_Material for this exercise:_

>>>

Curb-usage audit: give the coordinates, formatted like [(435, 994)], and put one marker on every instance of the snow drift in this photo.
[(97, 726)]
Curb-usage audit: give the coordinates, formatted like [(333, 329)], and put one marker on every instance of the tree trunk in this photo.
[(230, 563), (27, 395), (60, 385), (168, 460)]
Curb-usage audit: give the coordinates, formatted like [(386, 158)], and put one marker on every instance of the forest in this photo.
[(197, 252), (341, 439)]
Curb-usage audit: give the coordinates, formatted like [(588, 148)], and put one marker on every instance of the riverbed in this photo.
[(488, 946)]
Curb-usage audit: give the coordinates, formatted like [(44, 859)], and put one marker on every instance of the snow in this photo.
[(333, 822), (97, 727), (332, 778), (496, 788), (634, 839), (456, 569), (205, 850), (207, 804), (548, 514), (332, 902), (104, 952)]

<<<
>>>

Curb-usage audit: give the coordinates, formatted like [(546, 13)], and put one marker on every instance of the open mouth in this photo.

<<<

Swap "forest" for "woodland" in the stretch of rows from the line containing "trunk in this photo." through the line containing "902), (104, 952)]", and give those lines again with nothing else changed.

Curb-usage audit: give the coordinates, formatted like [(333, 329)], and put one marker on every instance of the tree trunk in this photo.
[(230, 563), (27, 395), (60, 385), (168, 460)]
Curb-usage audit: give the coordinates, formatted like [(386, 158)], and put one marker on every instance of the woodland in this photo.
[(197, 252), (341, 439)]
Curb-usage audit: give the coordinates, formatted like [(588, 148)], and put one marker on every instance of the riverbed in this photo.
[(488, 946)]
Curb-usage audit: give the coordinates, formatted like [(44, 859)], and put one marker on every instance of the snow in this photo.
[(333, 822), (97, 727), (332, 778), (496, 788), (634, 839), (456, 569), (205, 850), (207, 804), (548, 514), (332, 902), (104, 952)]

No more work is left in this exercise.